▸ **EXERCISE BRIEF**: From the items below, copy out every line that contains the word "yellow".

▸ **DATA LISTING**:
▬▬▬▬▬▬

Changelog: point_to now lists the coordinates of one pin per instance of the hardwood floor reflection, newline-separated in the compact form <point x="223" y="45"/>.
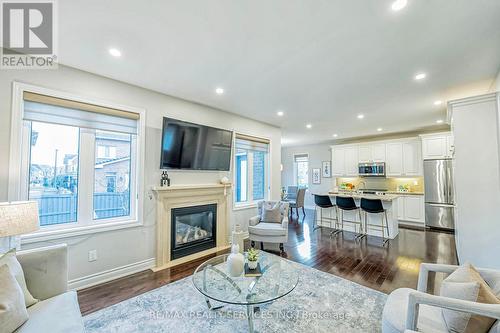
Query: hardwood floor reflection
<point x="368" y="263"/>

▬▬▬▬▬▬

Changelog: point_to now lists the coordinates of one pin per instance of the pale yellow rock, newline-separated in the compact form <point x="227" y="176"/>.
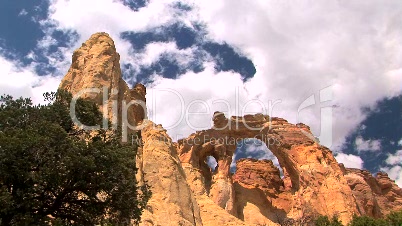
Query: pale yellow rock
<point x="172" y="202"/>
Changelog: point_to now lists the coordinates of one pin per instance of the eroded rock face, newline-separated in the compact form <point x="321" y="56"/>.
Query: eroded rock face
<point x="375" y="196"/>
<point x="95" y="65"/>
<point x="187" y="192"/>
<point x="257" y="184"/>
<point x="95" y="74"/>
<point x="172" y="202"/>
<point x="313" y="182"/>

▬▬▬▬▬▬

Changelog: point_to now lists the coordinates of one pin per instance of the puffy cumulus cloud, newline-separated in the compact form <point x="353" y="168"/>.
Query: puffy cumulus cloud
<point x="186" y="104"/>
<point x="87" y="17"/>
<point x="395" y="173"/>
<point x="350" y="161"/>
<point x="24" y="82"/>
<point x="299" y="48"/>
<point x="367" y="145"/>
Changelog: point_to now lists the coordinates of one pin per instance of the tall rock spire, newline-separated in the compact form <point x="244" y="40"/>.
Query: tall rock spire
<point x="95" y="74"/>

▬▬▬▬▬▬

▸ **FINAL ANSWER**:
Changelog: point_to now lists the coordinates of one pin per instance of the pale yellow rock, newline-separated in the compact form <point x="227" y="176"/>.
Query: pale yellow rock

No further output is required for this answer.